(EXERCISE GOAL):
State how many of the lines below contain the string "outline", with case counting toward a match. Give only the number.

(PROVIDED ENTRIES):
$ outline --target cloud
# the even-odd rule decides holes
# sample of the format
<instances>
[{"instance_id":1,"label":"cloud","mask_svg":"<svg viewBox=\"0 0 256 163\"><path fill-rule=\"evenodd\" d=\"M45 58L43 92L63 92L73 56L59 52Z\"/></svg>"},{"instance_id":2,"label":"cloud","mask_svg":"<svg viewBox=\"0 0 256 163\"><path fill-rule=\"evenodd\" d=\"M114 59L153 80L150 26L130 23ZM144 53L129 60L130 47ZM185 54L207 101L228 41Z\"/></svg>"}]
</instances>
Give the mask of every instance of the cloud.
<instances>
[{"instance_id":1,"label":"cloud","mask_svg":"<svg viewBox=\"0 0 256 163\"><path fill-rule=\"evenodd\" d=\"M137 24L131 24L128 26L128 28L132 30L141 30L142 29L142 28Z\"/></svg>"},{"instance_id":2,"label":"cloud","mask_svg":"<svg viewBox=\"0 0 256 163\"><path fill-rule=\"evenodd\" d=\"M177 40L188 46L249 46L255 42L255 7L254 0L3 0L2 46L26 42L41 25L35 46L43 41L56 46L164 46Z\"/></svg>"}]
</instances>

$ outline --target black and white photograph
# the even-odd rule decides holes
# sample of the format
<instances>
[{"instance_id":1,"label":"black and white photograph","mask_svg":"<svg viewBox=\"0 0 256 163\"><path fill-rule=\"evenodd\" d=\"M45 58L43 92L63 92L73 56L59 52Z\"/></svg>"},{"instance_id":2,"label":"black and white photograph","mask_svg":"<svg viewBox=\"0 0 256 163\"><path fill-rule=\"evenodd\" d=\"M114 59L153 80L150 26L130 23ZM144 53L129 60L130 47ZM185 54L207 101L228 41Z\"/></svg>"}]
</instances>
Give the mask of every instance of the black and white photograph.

(THE ANSWER):
2